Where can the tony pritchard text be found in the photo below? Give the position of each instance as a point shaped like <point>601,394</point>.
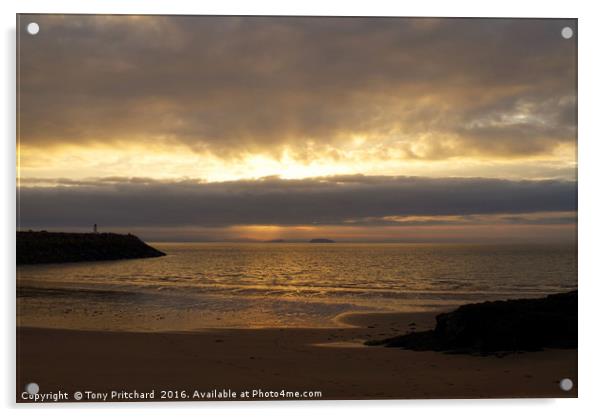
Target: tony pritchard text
<point>159,395</point>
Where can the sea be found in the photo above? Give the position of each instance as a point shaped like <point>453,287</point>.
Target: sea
<point>273,285</point>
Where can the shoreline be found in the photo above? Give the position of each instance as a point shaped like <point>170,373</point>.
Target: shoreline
<point>325,359</point>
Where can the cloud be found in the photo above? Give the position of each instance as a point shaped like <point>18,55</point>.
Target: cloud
<point>412,88</point>
<point>338,200</point>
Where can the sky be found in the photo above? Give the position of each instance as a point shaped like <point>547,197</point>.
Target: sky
<point>255,128</point>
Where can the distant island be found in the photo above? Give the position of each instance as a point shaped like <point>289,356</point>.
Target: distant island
<point>51,247</point>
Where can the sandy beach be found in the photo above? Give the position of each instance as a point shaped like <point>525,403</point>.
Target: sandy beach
<point>333,361</point>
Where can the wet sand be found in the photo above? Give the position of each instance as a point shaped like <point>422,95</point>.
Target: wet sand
<point>333,361</point>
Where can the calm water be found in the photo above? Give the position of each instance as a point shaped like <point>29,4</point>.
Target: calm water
<point>256,285</point>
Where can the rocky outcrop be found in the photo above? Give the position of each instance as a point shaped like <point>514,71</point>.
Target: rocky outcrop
<point>499,326</point>
<point>47,247</point>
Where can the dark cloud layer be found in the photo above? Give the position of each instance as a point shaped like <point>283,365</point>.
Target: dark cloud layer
<point>230,85</point>
<point>271,201</point>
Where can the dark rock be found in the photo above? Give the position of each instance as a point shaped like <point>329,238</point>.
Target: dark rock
<point>47,247</point>
<point>499,326</point>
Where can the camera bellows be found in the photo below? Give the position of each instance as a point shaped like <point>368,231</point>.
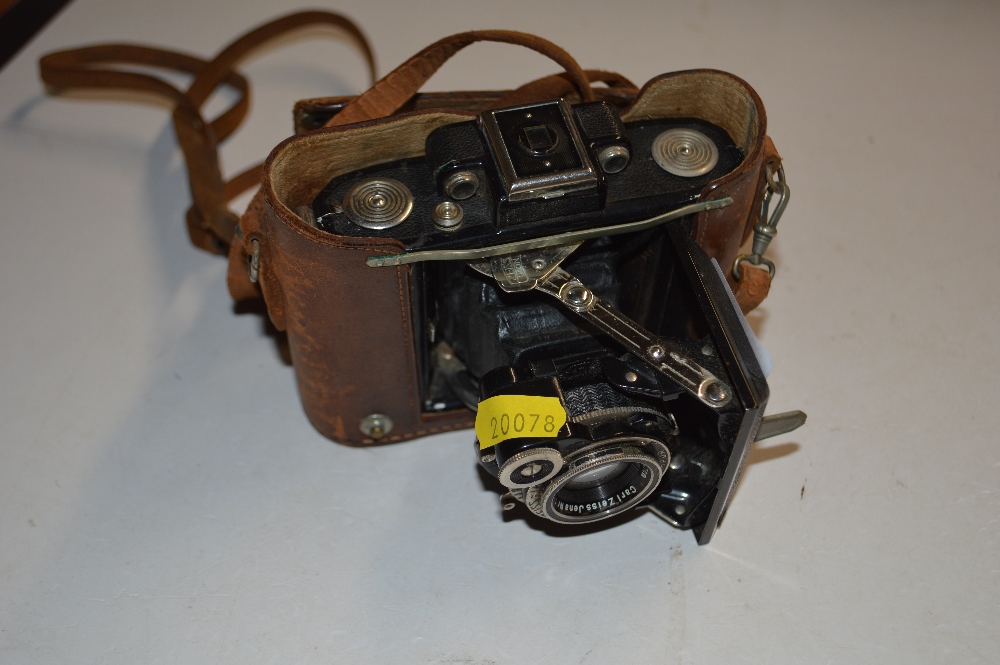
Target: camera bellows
<point>378,203</point>
<point>685,152</point>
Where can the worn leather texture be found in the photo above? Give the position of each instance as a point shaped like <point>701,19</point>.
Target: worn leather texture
<point>350,327</point>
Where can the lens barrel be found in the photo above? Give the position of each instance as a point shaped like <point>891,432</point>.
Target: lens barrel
<point>601,481</point>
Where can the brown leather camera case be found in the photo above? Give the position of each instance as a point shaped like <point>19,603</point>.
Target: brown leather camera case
<point>350,327</point>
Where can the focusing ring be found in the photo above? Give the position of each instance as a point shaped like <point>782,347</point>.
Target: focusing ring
<point>644,463</point>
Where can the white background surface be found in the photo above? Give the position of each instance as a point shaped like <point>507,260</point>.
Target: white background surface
<point>164,500</point>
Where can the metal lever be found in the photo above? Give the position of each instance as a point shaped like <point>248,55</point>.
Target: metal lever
<point>540,270</point>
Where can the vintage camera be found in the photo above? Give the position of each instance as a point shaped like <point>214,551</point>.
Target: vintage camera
<point>558,291</point>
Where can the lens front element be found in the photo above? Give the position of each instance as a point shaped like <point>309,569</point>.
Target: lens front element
<point>601,481</point>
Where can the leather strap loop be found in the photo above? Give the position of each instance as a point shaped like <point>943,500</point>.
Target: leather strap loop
<point>389,94</point>
<point>210,222</point>
<point>559,85</point>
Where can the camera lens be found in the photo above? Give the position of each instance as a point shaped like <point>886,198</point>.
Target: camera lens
<point>601,481</point>
<point>597,476</point>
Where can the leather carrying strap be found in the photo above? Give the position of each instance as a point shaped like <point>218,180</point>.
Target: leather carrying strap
<point>393,91</point>
<point>211,224</point>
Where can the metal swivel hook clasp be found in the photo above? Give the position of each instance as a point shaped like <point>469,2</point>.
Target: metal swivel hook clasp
<point>767,224</point>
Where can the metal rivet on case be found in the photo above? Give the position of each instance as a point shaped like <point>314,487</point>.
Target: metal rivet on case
<point>375,425</point>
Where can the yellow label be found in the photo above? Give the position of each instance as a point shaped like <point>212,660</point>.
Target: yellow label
<point>515,416</point>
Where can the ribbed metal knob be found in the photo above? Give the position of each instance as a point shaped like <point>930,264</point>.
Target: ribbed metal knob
<point>685,152</point>
<point>378,203</point>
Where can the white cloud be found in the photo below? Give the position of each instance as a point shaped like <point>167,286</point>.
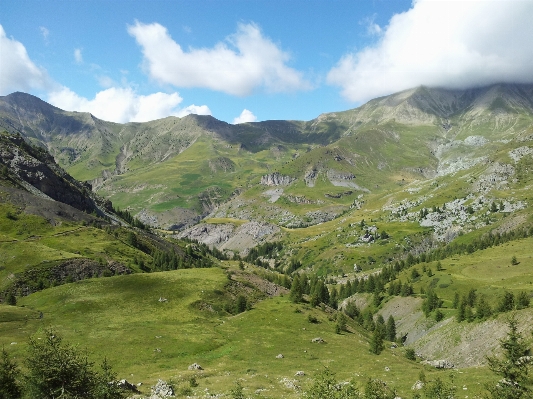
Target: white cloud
<point>125,105</point>
<point>245,116</point>
<point>77,56</point>
<point>246,61</point>
<point>453,44</point>
<point>372,29</point>
<point>45,32</point>
<point>17,71</point>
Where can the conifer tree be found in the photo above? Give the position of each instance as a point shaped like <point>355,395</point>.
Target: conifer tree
<point>514,366</point>
<point>390,330</point>
<point>296,290</point>
<point>9,387</point>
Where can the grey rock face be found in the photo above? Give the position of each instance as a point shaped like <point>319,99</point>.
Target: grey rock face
<point>276,179</point>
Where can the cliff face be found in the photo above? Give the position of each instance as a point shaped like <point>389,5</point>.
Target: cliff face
<point>35,170</point>
<point>276,179</point>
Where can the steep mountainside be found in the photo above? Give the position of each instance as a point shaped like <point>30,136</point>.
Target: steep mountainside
<point>173,172</point>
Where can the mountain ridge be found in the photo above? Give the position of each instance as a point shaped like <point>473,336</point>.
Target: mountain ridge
<point>417,133</point>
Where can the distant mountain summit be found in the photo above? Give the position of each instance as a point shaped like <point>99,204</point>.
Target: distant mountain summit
<point>173,164</point>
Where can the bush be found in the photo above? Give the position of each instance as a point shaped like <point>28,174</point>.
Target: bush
<point>9,387</point>
<point>60,370</point>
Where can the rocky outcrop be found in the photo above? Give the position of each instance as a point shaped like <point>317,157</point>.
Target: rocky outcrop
<point>35,167</point>
<point>161,390</point>
<point>68,271</point>
<point>310,177</point>
<point>439,364</point>
<point>230,237</point>
<point>276,179</point>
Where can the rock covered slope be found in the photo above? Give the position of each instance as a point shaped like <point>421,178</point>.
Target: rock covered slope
<point>173,172</point>
<point>32,168</point>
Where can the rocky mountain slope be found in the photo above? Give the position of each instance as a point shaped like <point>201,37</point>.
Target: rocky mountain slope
<point>173,172</point>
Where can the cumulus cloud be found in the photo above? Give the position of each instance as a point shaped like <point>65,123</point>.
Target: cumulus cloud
<point>245,116</point>
<point>125,105</point>
<point>17,71</point>
<point>45,32</point>
<point>245,61</point>
<point>454,44</point>
<point>77,56</point>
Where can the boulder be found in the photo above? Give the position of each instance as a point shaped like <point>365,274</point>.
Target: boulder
<point>195,366</point>
<point>439,364</point>
<point>161,390</point>
<point>124,384</point>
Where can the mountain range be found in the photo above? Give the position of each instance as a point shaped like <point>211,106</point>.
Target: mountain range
<point>432,183</point>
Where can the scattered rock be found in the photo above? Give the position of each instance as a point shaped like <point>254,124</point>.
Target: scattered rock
<point>439,364</point>
<point>291,384</point>
<point>124,384</point>
<point>276,179</point>
<point>195,366</point>
<point>162,390</point>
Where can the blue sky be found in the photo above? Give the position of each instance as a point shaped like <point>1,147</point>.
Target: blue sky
<point>254,60</point>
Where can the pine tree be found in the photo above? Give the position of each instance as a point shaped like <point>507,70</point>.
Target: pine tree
<point>9,387</point>
<point>341,323</point>
<point>296,290</point>
<point>390,329</point>
<point>507,303</point>
<point>514,366</point>
<point>376,342</point>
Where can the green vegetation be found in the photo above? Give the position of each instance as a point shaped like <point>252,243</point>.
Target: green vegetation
<point>393,234</point>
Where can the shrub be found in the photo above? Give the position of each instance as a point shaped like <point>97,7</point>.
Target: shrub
<point>410,354</point>
<point>9,387</point>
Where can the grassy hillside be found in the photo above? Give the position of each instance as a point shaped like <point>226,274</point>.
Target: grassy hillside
<point>122,319</point>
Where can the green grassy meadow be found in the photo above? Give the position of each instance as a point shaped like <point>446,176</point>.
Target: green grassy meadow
<point>120,318</point>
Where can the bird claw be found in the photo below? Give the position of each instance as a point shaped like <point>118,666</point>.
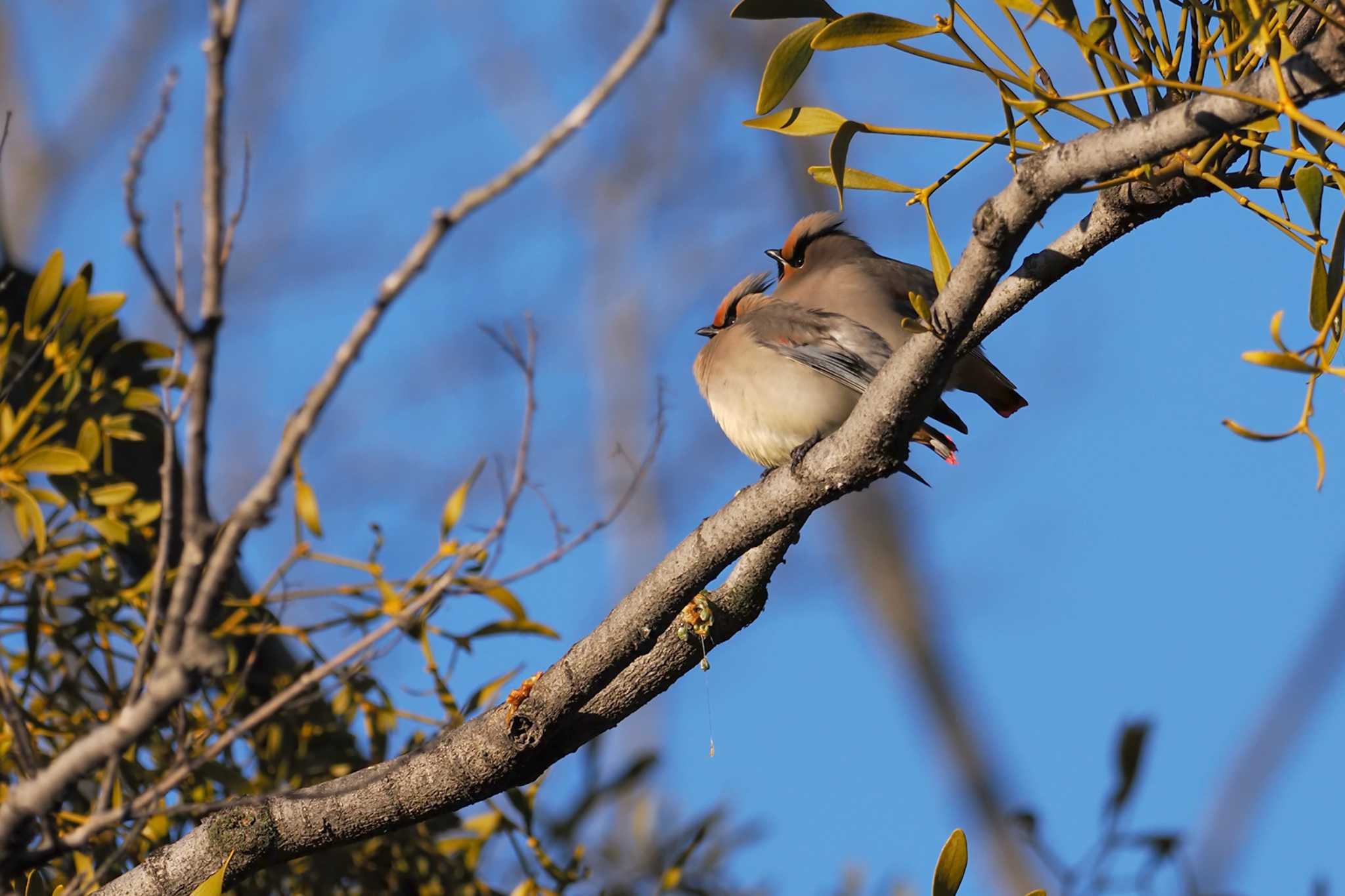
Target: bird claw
<point>939,324</point>
<point>799,452</point>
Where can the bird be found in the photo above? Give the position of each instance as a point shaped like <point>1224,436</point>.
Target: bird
<point>779,377</point>
<point>830,269</point>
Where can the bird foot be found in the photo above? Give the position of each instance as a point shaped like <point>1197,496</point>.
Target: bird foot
<point>799,452</point>
<point>939,324</point>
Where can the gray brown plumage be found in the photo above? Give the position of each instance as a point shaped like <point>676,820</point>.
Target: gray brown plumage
<point>830,269</point>
<point>779,377</point>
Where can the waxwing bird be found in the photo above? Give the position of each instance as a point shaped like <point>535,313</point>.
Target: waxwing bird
<point>779,377</point>
<point>830,269</point>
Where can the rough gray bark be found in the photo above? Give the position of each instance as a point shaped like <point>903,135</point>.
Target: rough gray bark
<point>590,688</point>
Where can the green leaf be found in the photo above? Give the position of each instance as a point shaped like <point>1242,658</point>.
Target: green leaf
<point>1310,182</point>
<point>1281,360</point>
<point>1130,750</point>
<point>42,295</point>
<point>1336,270</point>
<point>70,309</point>
<point>799,121</point>
<point>114,495</point>
<point>938,254</point>
<point>104,304</point>
<point>305,507</point>
<point>838,151</point>
<point>458,501</point>
<point>953,865</point>
<point>868,30</point>
<point>51,459</point>
<point>783,10</point>
<point>1319,304</point>
<point>856,179</point>
<point>787,62</point>
<point>514,626</point>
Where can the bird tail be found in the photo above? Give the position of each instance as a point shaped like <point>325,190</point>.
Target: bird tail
<point>937,442</point>
<point>975,373</point>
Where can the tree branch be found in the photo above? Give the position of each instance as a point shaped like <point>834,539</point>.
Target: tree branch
<point>202,574</point>
<point>493,752</point>
<point>414,786</point>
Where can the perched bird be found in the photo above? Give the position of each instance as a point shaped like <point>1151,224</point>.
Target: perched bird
<point>830,269</point>
<point>779,377</point>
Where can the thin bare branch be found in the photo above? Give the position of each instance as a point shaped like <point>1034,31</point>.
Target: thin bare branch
<point>131,183</point>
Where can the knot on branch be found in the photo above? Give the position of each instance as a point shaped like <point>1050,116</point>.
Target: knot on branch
<point>248,829</point>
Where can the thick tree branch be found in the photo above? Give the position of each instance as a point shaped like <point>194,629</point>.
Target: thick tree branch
<point>490,753</point>
<point>420,785</point>
<point>208,561</point>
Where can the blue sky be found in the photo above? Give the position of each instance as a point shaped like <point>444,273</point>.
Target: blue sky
<point>1110,553</point>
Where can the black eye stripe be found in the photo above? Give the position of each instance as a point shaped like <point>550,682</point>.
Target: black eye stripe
<point>732,313</point>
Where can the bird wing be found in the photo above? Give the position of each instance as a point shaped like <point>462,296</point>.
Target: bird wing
<point>833,345</point>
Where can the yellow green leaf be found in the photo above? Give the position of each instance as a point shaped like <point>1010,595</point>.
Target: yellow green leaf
<point>783,10</point>
<point>920,304</point>
<point>1319,304</point>
<point>1101,28</point>
<point>141,399</point>
<point>1266,125</point>
<point>514,626</point>
<point>214,885</point>
<point>51,459</point>
<point>1281,360</point>
<point>1251,435</point>
<point>838,152</point>
<point>458,501</point>
<point>305,505</point>
<point>89,441</point>
<point>114,495</point>
<point>856,179</point>
<point>953,865</point>
<point>112,530</point>
<point>868,30</point>
<point>787,62</point>
<point>104,304</point>
<point>799,121</point>
<point>29,517</point>
<point>1030,106</point>
<point>43,295</point>
<point>1309,182</point>
<point>1036,10</point>
<point>496,593</point>
<point>938,254</point>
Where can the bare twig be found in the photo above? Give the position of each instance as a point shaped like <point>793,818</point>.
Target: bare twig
<point>242,205</point>
<point>873,538</point>
<point>131,182</point>
<point>598,526</point>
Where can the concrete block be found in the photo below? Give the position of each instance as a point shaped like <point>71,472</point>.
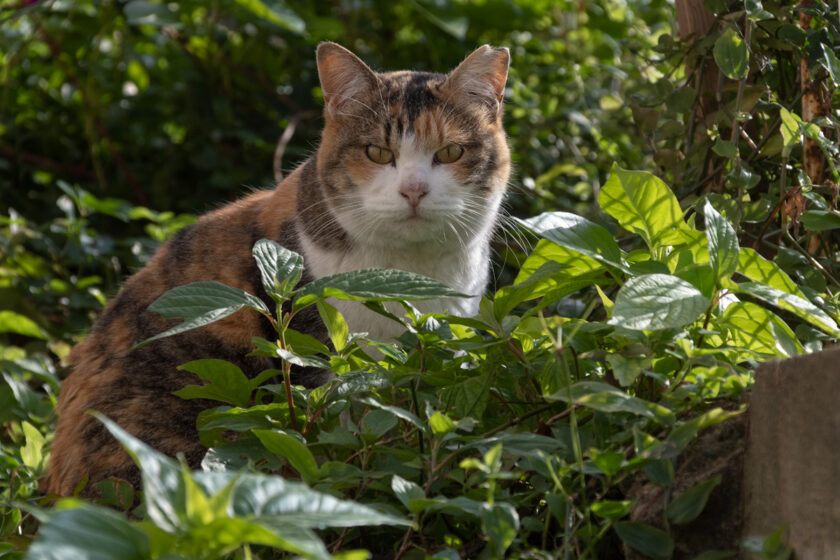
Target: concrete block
<point>792,466</point>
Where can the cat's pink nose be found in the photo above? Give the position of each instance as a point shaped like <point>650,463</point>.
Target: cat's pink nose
<point>413,192</point>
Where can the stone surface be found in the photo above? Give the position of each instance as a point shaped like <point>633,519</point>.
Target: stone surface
<point>717,451</point>
<point>792,467</point>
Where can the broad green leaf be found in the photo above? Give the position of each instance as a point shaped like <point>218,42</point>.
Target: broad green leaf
<point>32,451</point>
<point>296,452</point>
<point>499,523</point>
<point>648,540</point>
<point>686,431</point>
<point>304,344</point>
<point>405,490</point>
<point>687,506</point>
<point>609,462</point>
<point>287,508</point>
<point>199,298</point>
<point>831,64</point>
<point>441,424</point>
<point>468,397</point>
<point>20,324</point>
<point>756,11</point>
<point>606,398</point>
<point>656,302</point>
<point>789,128</point>
<point>280,268</point>
<point>276,502</point>
<point>800,307</point>
<point>731,55</point>
<point>758,330</point>
<point>522,444</point>
<point>579,234</point>
<point>400,413</point>
<point>573,262</point>
<point>303,361</point>
<point>376,423</point>
<point>723,242</point>
<point>89,532</point>
<point>226,382</point>
<point>641,203</point>
<point>760,270</point>
<point>820,220</point>
<point>611,509</point>
<point>546,278</point>
<point>199,304</point>
<point>278,13</point>
<point>374,283</point>
<point>337,328</point>
<point>163,487</point>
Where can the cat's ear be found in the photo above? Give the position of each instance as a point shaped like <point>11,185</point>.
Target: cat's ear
<point>481,77</point>
<point>343,75</point>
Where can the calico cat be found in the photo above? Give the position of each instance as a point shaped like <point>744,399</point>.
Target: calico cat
<point>409,174</point>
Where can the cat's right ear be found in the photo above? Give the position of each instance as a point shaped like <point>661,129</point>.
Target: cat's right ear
<point>344,77</point>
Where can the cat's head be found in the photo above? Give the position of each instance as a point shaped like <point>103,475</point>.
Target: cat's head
<point>413,157</point>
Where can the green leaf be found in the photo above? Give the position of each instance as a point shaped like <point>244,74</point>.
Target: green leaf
<point>820,220</point>
<point>723,243</point>
<point>405,490</point>
<point>578,234</point>
<point>611,509</point>
<point>800,307</point>
<point>90,532</point>
<point>687,506</point>
<point>20,324</point>
<point>226,382</point>
<point>756,11</point>
<point>199,304</point>
<point>441,424</point>
<point>648,540</point>
<point>400,413</point>
<point>500,523</point>
<point>280,268</point>
<point>296,452</point>
<point>789,128</point>
<point>374,283</point>
<point>656,302</point>
<point>32,451</point>
<point>758,269</point>
<point>606,398</point>
<point>725,148</point>
<point>303,361</point>
<point>758,330</point>
<point>279,13</point>
<point>304,344</point>
<point>641,203</point>
<point>377,422</point>
<point>163,487</point>
<point>831,64</point>
<point>731,55</point>
<point>337,328</point>
<point>287,508</point>
<point>573,263</point>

任务要求: 上面的材料中有多少行包含字符串“element”？只写出行数。

练习结果: 2